= Exercise instructions =
Display each line below that contains the string "target". Treat the match as case-sensitive.

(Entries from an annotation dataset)

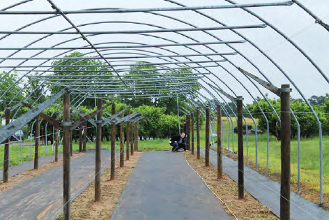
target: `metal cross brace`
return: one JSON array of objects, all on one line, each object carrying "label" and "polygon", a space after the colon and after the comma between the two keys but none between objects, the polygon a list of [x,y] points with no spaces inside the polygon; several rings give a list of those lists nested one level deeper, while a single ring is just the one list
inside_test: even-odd
[{"label": "metal cross brace", "polygon": [[47,107],[54,103],[55,101],[60,98],[63,94],[65,94],[68,90],[68,87],[66,87],[52,98],[46,100],[33,109],[29,110],[26,113],[22,115],[16,120],[5,126],[2,129],[0,130],[0,142],[5,141],[16,131],[22,129],[32,119],[35,118],[37,115],[41,113]]},{"label": "metal cross brace", "polygon": [[277,96],[280,96],[280,91],[279,89],[279,88],[277,88],[277,87],[275,87],[274,85],[273,84],[270,84],[270,82],[267,82],[260,78],[259,78],[258,77],[257,77],[256,75],[252,75],[252,73],[249,73],[249,72],[247,72],[246,71],[245,71],[244,69],[241,68],[238,68],[242,73],[243,73],[244,75],[247,75],[249,76],[250,78],[251,78],[252,79],[253,79],[254,80],[258,82],[260,85],[261,85],[263,87],[264,87],[266,89],[268,89],[268,90],[270,90],[270,91],[272,91],[273,93],[274,93],[275,94],[276,94]]}]

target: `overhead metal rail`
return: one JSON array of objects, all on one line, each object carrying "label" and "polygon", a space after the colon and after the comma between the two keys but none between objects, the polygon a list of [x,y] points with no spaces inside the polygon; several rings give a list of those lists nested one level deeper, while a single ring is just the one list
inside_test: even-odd
[{"label": "overhead metal rail", "polygon": [[0,11],[0,15],[69,15],[69,14],[95,14],[95,13],[137,13],[150,11],[175,11],[175,10],[210,10],[210,9],[224,9],[236,8],[254,8],[267,6],[291,6],[293,3],[291,1],[272,3],[245,3],[224,6],[201,6],[192,7],[177,7],[177,8],[122,8],[122,9],[100,9],[100,10],[59,10],[55,11]]}]

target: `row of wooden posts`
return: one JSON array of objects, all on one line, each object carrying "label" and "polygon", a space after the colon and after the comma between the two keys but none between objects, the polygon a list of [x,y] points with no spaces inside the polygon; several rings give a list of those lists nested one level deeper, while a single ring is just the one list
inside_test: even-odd
[{"label": "row of wooden posts", "polygon": [[[290,219],[290,92],[289,85],[283,85],[281,91],[281,193],[280,193],[280,219]],[[243,97],[237,97],[238,112],[238,198],[244,198],[244,161],[243,161]],[[222,108],[217,106],[217,179],[223,176],[222,149]],[[193,112],[186,116],[186,145],[187,149],[194,154]],[[200,112],[197,109],[197,159],[200,159]],[[210,164],[210,109],[206,108],[206,151],[205,166]]]},{"label": "row of wooden posts", "polygon": [[[95,200],[100,201],[101,200],[100,191],[100,168],[101,168],[101,140],[102,140],[102,100],[98,99],[97,103],[97,121],[96,121],[96,145],[95,145]],[[121,109],[122,110],[122,109]],[[94,112],[93,113],[95,113]],[[129,115],[130,111],[128,111]],[[92,115],[91,113],[90,115]],[[115,103],[112,103],[112,115],[116,114]],[[39,152],[39,117],[45,115],[40,114],[36,117],[36,139],[35,139],[35,154],[34,154],[34,169],[38,167],[38,152]],[[121,115],[121,118],[124,117],[124,112]],[[6,124],[8,124],[10,119],[10,108],[7,106],[6,112]],[[46,120],[49,120],[46,119]],[[63,217],[64,219],[70,219],[70,156],[72,156],[72,115],[70,111],[70,94],[66,93],[63,96],[63,122],[59,123],[59,113],[55,113],[55,119],[50,119],[53,124],[61,124],[63,131]],[[79,152],[86,151],[86,121],[80,117],[79,128]],[[135,126],[134,126],[135,124]],[[124,149],[124,122],[120,123],[120,167],[124,166],[125,149]],[[127,122],[127,133],[126,133],[126,160],[130,159],[130,155],[133,155],[134,152],[138,151],[138,129],[139,122]],[[116,145],[116,123],[114,120],[111,122],[111,177],[110,179],[115,179],[115,145]],[[83,132],[84,131],[84,132]],[[55,161],[59,160],[59,128],[56,128],[55,131]],[[135,137],[134,137],[135,136]],[[132,140],[132,141],[130,141]],[[3,163],[3,182],[8,182],[8,168],[9,168],[9,138],[5,141],[5,152]]]}]

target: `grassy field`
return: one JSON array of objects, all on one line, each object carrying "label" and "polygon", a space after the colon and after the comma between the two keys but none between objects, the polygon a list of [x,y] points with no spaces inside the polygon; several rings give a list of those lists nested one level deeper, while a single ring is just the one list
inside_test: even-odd
[{"label": "grassy field", "polygon": [[[227,119],[223,118],[224,129],[229,129]],[[250,119],[247,120],[248,124],[253,124]],[[236,123],[234,124],[234,126]],[[200,145],[201,148],[205,146],[205,130],[204,125],[200,130]],[[215,137],[215,138],[216,137]],[[246,138],[244,136],[245,157],[247,154]],[[224,148],[228,147],[228,131],[224,133]],[[254,166],[255,163],[255,135],[249,135],[249,161],[250,167]],[[258,163],[259,169],[266,168],[267,157],[267,135],[266,134],[258,135]],[[116,149],[119,149],[119,142],[117,142]],[[309,184],[310,187],[315,190],[319,190],[319,138],[312,138],[303,139],[301,142],[301,180],[303,182]],[[329,136],[323,136],[323,191],[329,193]],[[237,135],[234,134],[234,149],[238,149]],[[94,149],[95,147],[90,142],[88,142],[87,149]],[[102,148],[110,149],[110,142],[102,142]],[[197,148],[196,131],[194,132],[194,148]],[[232,138],[231,137],[229,148],[232,149]],[[79,143],[73,143],[73,149],[78,150]],[[139,142],[139,149],[140,150],[171,150],[171,147],[169,145],[169,140],[147,140]],[[3,168],[4,145],[0,147],[0,169]],[[61,152],[62,149],[61,149]],[[26,140],[24,142],[22,147],[22,154],[24,155],[23,161],[27,161],[31,159],[31,141]],[[40,146],[40,156],[46,156],[46,147],[45,145]],[[227,154],[227,153],[226,153]],[[34,145],[32,145],[32,159],[34,157]],[[47,155],[52,154],[52,145],[47,146]],[[232,153],[230,152],[230,156]],[[237,157],[237,154],[236,154]],[[269,142],[269,171],[270,174],[277,174],[280,170],[280,144],[277,142],[275,137],[270,136]],[[15,166],[20,163],[20,146],[19,143],[11,145],[10,147],[10,166]],[[246,159],[245,159],[246,161]],[[297,182],[297,163],[298,163],[298,142],[297,140],[291,140],[291,181]]]}]

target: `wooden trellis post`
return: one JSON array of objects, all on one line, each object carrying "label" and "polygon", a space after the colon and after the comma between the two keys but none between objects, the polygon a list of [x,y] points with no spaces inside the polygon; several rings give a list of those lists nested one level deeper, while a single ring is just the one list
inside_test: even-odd
[{"label": "wooden trellis post", "polygon": [[[116,104],[112,103],[112,114],[116,113]],[[116,124],[114,122],[111,123],[111,180],[115,179],[115,166],[116,166]]]},{"label": "wooden trellis post", "polygon": [[200,159],[200,109],[197,108],[197,158]]},{"label": "wooden trellis post", "polygon": [[[97,101],[97,109],[102,109],[102,100],[98,99]],[[102,112],[97,114],[97,133],[96,133],[96,152],[95,161],[95,200],[100,201],[100,168],[101,168],[101,148],[102,148]]]},{"label": "wooden trellis post", "polygon": [[[10,110],[11,107],[10,105],[7,105],[6,110],[6,125],[10,123]],[[9,138],[8,138],[5,142],[5,152],[3,156],[3,182],[8,182],[8,173],[9,173]]]},{"label": "wooden trellis post", "polygon": [[[121,108],[121,110],[123,108]],[[121,118],[125,117],[125,113],[121,113]],[[120,167],[125,164],[125,131],[123,130],[123,122],[120,122]]]},{"label": "wooden trellis post", "polygon": [[[82,117],[80,116],[80,119]],[[82,152],[83,151],[83,133],[82,133],[82,123],[80,124],[79,126],[79,152]]]},{"label": "wooden trellis post", "polygon": [[[130,111],[128,110],[128,112],[127,112],[127,115],[130,115]],[[130,156],[130,154],[129,154],[129,142],[130,142],[130,121],[128,120],[127,122],[127,134],[125,135],[125,141],[126,141],[126,147],[125,147],[125,157],[126,157],[126,159],[127,161],[129,160],[129,156]]]},{"label": "wooden trellis post", "polygon": [[210,115],[209,108],[206,108],[206,166],[209,166],[209,129],[210,129]]},{"label": "wooden trellis post", "polygon": [[236,98],[238,108],[238,198],[240,199],[245,197],[244,192],[244,164],[243,164],[243,131],[242,122],[242,101],[243,98],[239,96]]},{"label": "wooden trellis post", "polygon": [[290,219],[290,92],[289,85],[281,86],[281,196],[280,219]]},{"label": "wooden trellis post", "polygon": [[34,170],[38,170],[39,163],[39,136],[40,136],[40,117],[36,117],[36,140],[34,142]]},{"label": "wooden trellis post", "polygon": [[194,114],[191,112],[191,154],[194,154]]},{"label": "wooden trellis post", "polygon": [[134,150],[135,152],[138,151],[138,122],[135,124],[135,146]]},{"label": "wooden trellis post", "polygon": [[70,94],[63,95],[63,179],[64,197],[64,220],[70,219],[70,126],[66,124],[70,122]]},{"label": "wooden trellis post", "polygon": [[[59,120],[59,112],[55,112],[55,119]],[[59,129],[55,127],[55,161],[59,161]]]}]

= Correct response =
target: `metal cross brace`
target: `overhead metal rail`
target: `row of wooden posts`
target: `grassy field`
target: `wooden trellis post`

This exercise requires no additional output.